[Excerpted records Boundary: Start]

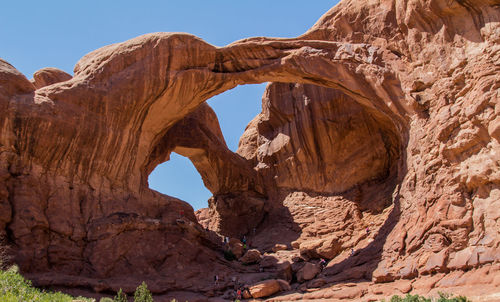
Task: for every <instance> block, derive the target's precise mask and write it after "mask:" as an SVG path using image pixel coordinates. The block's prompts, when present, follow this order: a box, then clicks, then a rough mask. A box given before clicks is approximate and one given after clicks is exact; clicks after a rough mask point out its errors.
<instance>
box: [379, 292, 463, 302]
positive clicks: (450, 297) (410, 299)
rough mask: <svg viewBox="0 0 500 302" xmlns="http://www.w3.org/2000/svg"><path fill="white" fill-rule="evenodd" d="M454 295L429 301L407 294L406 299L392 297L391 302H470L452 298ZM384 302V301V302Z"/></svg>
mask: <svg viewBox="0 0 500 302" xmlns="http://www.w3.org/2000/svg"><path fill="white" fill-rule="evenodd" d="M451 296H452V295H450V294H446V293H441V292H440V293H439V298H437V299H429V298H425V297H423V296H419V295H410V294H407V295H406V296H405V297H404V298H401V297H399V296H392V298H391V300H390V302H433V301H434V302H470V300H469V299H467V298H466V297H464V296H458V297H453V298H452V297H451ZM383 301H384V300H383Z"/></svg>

[Excerpted records Boundary: End]
[Excerpted records Boundary: Start]

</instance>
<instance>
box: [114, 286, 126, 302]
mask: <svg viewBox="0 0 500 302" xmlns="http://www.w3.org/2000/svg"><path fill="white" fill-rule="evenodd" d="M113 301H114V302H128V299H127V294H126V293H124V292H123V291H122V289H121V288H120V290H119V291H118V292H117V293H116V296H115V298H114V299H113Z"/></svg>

[Excerpted records Boundary: End]
[Excerpted records Boundary: Start]

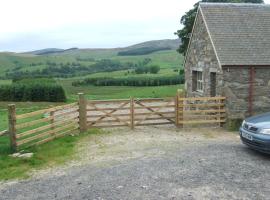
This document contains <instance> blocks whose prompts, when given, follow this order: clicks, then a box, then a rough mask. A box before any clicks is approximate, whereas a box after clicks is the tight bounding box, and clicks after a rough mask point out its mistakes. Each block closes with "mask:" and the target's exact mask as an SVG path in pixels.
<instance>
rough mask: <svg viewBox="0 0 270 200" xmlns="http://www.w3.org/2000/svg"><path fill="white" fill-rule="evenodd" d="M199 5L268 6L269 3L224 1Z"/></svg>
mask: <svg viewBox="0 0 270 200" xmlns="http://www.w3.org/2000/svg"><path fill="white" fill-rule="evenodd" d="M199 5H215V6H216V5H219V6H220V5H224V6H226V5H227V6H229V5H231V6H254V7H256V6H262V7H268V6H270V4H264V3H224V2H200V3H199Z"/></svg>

[Excerpted records Boundary: End]

### Directions
The answer is the lines above between the line holding "Task: for every" and the line holding "positive clicks: (450, 297) (410, 299)", inclusive, each written out exactly, and no others.

### Response for this exercise
Task: for every <instance> block, derive the target's precise mask and write it after "mask:" as an SVG path using image pixel coordinates. The block's prompts, when present, follow this order: a box, then clicks, then a rough mask. A box given before clicks is approximate and one given after clicks is exact; clicks after a rough mask point out its errors.
<instance>
box: [379, 292, 463, 302]
positive clicks: (450, 297) (410, 299)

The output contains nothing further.